TÂCHE DEMANDÉE: Indiquez, d'après le texte sur la position du Maroc, dans le cadre de quel chapitre de la Charte des Nations Unies le Conseil de Sécurité examine la question du Sahara.

TEXTE EXTRAIT:
# # # # # # #

Projet de résolution sur la question du Sahara
Position du Royaume du Maroc
Le projet de résolution présenté, le mardi 9 avril, au Groupe des Amis sur la question du Sahara constitue une évolution dangereuse, car injustifiée et extrémiste. Le Maroc le rejette catégoriquement. Il ne peut constituer une base de négociation et ce pour les raisons suivantes :
- Une approche dangereuse :
L’examen par le Conseil de Sécurité de la question du Sahara se fait dans le cadre du Chapitre VI de la Charte des Nations Unies. Depuis toujours le Conseil a encouragé, exhorté et soutenu les parties, excluant, ainsi, toute imposition aux parties d’une quelconque option ou proposition sur l’ensemble des aspects du différend. Un changement d’approche serait porteur de dangers et saperait le consensus qui a toujours prévalu parmi les membres du Conseil et l’adhésion des parties. Les membres du « Groupe des amis » ont, de par leur statut, une responsabilité particulière pour préserver cette approche.

# # # # # # #

MATÉRIEL PRÉSENTÉ:
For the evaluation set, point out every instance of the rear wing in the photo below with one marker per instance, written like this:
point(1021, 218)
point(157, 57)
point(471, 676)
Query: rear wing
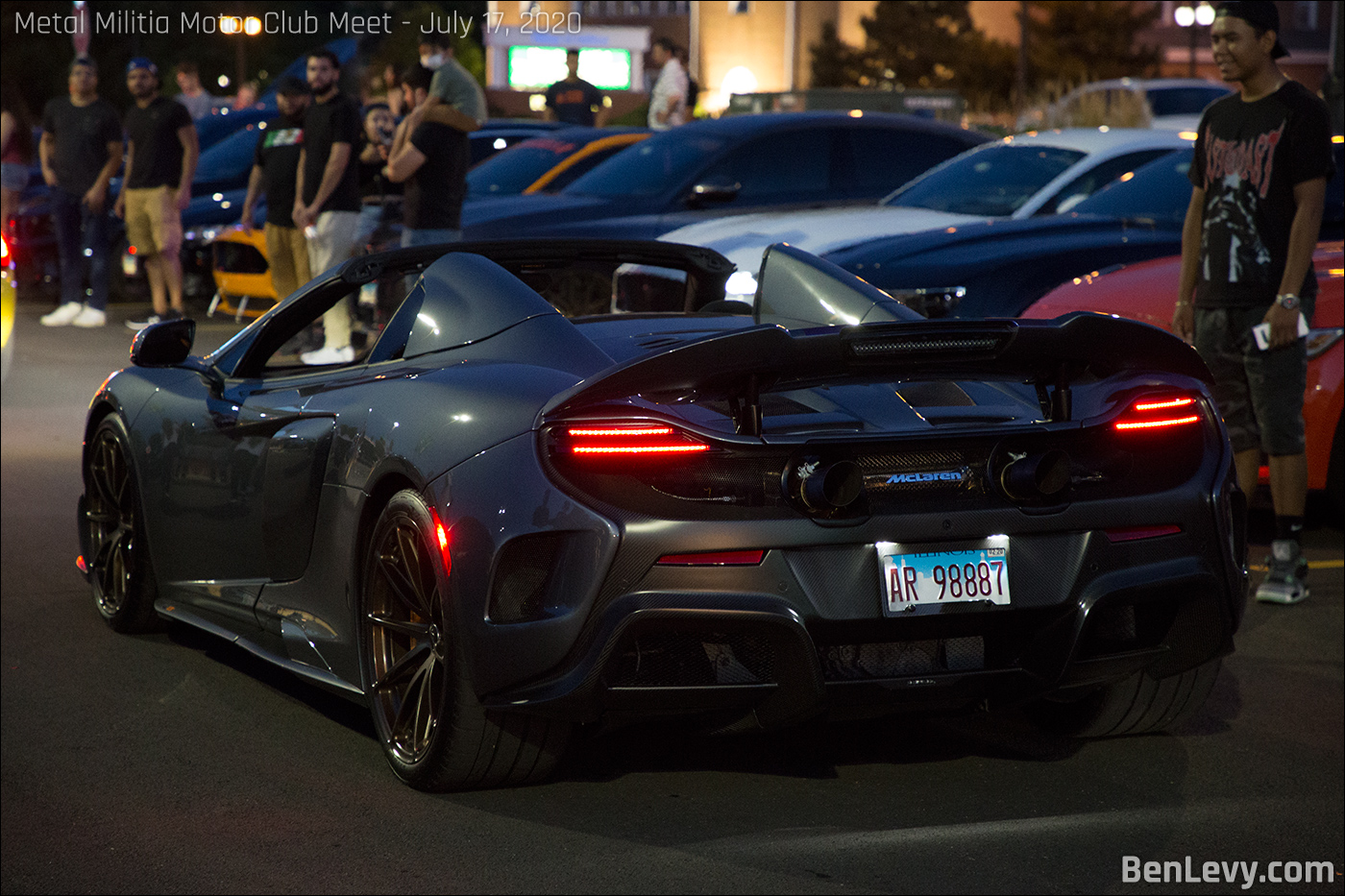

# # # # # # #

SOLUTION DU PROBLÈME: Le Chapitre VI de la Charte des Nations Unies.